**QUOTED TEXT**:
Most of my negs are exposed ok, so printing isn't much of a problem, but lately I have been working on those color negs, which can be a real *****, because they often just don't translate well (I will have to look into that panalure paper tho), and this one photo (b/w neg) I needed for a film my boyfriend is working on where I needed a rock star pic to place on a fake Life magazine cover, and when we took the shots of our actor on stage we had the spotlight on full blast, so it was super contrasty and totally washed his face out.  It was late, we'd been filming all day and didn't even think about using the spot on a lower power.  I spent hours burning and dodging that thing so we could see a face, and eventually just turned it over to our friend who is making the magazine to photoshop it the rest of the way...


----------



## motcon (Jul 23, 2003)

my pleasure, oriecat. 

i couldn't even begin to tell you how many times i 'quit'. with the slam of the door and a 'f**k it', i'd leave the darkroom with 7 trash prints on the floor, 2 in the wash, one in the fix, negative still in tray, safe lights still on, music still playing, and selenium toner in a tray letting of its fumes.

...but i'll be damned if a negative that i cared for since its birth will get the best of me.


wow; i feel better now, too.


----------



## motcon (Jul 23, 2003)

o, almost forgot....


the neg that was a wee bit difficult (highlights blown out). have you ever tried split grade printing? many moons ago when i first tried the technique, i violently danced in my darkroom. it's very freeing and would help w/that neg.


----------



## oriecat (Aug 2, 2003)

I keep meaning to look this up (split grade printing) but I keep forgetting and now I need to run off to my gallery sitting.  Could you give me a quick run down so I know a little something before I forget about it entirely?

 :? 8)


----------



## motcon (Aug 2, 2003)

you've been pm'ed.


----------



## ksmattfish (Aug 25, 2003)

"I see other people around me pounding out prints like crazy and I wonder what my problem is."

If the point is making a lot of prints conveniently, then you'd be doing it digitally.  

I think that working deliberately and slowly and demanding the most out of your own work is a good thing.  It seemed like I was able to really crank out prints when I first started, but the more I learned, the pickier I got with my own work, and that really slowed me down.  

Of course, it's also important to occasionally allow yourself to be satisfied.  I was printing family vacation prints last night, and I had to keep reminding myself that what was probably most important was that everyone actually get a set of prints rather than eventually get each print perfected.


----------

**LISTED RECORDS**:
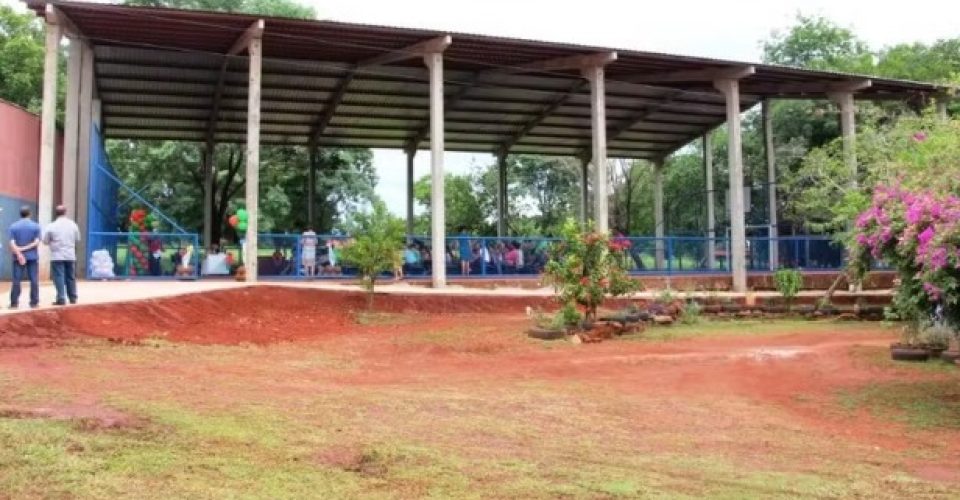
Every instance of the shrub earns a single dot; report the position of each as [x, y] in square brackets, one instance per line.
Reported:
[691, 313]
[376, 247]
[918, 233]
[789, 282]
[586, 267]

**REQUESTS**:
1. Answer these from the thread:
(a) What was the black-and-white photo needed for?
(b) Which technique does motcon suggest for the neg with blown-out highlights?
(c) What was ksmattfish printing the night before posting?
2. Rewrite the thread's passage starting at "Most of my negs" and ending at "of the way...", swapping "spotlight" for "stage light".

**ANSWERS TO THE EXERCISES**:
1.
(a) A rock star picture to place on a fake Life magazine cover for a film the poster's boyfriend is working on.
(b) Split grade printing.
(c) Family vacation prints.

2.
Most of my negs are exposed ok, so printing isn't much of a problem, but lately I have been working on those color negs, which can be a real *****, because they often just don't translate well (I will have to look into that panalure paper tho), and this one photo (b/w neg) I needed for a film my boyfriend is working on where I needed a rock star pic to place on a fake Life magazine cover, and when we took the shots of our actor on stage we had the stage light on full blast, so it was super contrasty and totally washed his face out.  It was late, we'd been filming all day and didn't even think about using the spot on a lower power.  I spent hours burning and dodging that thing so we could see a face, and eventually just turned it over to our friend who is making the magazine to photoshop it the rest of the way...